>> start Task inputs
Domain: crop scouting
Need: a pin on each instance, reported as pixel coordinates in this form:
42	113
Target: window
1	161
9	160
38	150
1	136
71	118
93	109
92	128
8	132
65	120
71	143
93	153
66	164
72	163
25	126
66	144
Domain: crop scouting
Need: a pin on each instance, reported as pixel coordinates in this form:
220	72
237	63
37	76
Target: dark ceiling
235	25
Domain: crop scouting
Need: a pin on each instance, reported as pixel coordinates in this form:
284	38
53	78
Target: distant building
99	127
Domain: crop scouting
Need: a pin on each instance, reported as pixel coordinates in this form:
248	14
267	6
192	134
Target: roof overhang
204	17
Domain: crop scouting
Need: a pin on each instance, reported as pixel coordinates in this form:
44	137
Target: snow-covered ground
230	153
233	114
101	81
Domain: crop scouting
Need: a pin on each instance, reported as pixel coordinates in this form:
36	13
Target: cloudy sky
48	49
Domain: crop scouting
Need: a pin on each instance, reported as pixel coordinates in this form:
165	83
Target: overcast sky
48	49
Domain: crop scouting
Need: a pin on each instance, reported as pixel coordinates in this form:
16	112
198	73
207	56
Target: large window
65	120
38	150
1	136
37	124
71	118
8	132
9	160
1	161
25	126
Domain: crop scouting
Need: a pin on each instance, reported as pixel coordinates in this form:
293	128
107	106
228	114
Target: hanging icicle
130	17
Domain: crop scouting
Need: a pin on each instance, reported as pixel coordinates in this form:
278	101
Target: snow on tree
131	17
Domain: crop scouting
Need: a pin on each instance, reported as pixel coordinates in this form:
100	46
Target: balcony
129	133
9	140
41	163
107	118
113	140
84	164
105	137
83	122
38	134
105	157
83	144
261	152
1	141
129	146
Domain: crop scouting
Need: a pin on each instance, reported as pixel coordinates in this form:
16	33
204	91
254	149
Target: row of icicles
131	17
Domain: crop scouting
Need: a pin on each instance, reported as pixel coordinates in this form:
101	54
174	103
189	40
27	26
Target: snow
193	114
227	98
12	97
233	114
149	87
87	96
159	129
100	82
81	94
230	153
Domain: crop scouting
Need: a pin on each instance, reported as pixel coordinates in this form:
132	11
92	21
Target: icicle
>> end Task inputs
> **Work instructions**:
Using the data above, print every record exactly as shown.

> **Task output**:
Domain: crop scouting
Need: a pin on each instance, reported as pixel coordinates in this form:
42	113
Target: window
1	161
9	160
38	150
1	136
71	118
93	109
92	128
8	132
65	120
71	143
93	153
66	164
72	163
25	126
66	144
Domain: crop scouting
Need: a pin on each instance, reported as pixel coordinates in this form:
220	72
237	63
37	76
Target: dark ceiling
235	25
Domain: crop scouting
Need: a pin on each instance, reported as pixel coordinates in this form:
284	38
53	78
Target: distant building
99	127
Domain: crop scouting
Need: a pin on each instance, reported as pixel coordinates in this form:
248	14
267	6
192	134
Target: roof overhang
204	17
Domain: crop scouting
Need: a pin on each instance, reported as pixel coordinates in this form:
44	137
Target: snow-covered ground
230	153
233	114
101	81
Domain: crop scouting
Need: a pin on each instance, reported as pixel coordinates in this form:
36	13
Target: cloudy sky
48	49
Domain: crop scouting
Need: a pin on each instance, reported as pixel coordinates in this form:
165	83
Target: overcast sky
48	49
Domain: crop scouting
Need: a pin on each instance, reported as pixel coordinates in this form:
16	112
198	73
207	56
Target: large window
65	120
38	150
1	136
37	124
71	118
8	132
9	160
1	161
25	126
Domain: crop scouting
Need: a pin on each instance, reported as pixel coordinates in this form:
293	128
107	106
228	114
Target: hanging icicle
130	17
Domain: crop scouting
Need: a pin on each instance, reported as pixel coordinates in this form:
278	101
Target: snow on tree
131	17
Domain: crop scouting
Need: a pin on each instance, reported as pixel coordinates in this form:
100	46
Target: balcony
129	133
9	140
41	163
107	118
113	140
84	164
105	137
83	122
38	134
105	157
83	144
261	152
1	141
129	146
Domain: crop scouting
Need: a pin on each instance, reported as pixel coordinates in this form:
16	33
204	91
254	149
Target: row of icicles
131	17
Domain: crop scouting
Need: a pin on each instance, reported as pixel coordinates in this form:
101	54
174	103
189	40
27	26
Target: snow
193	114
227	98
12	97
233	114
149	87
87	96
159	129
100	82
81	94
230	153
Domain: crop scouting
Need: a pin on each instance, reported as pixel coordinates in this form:
132	11
92	21
Target: icicle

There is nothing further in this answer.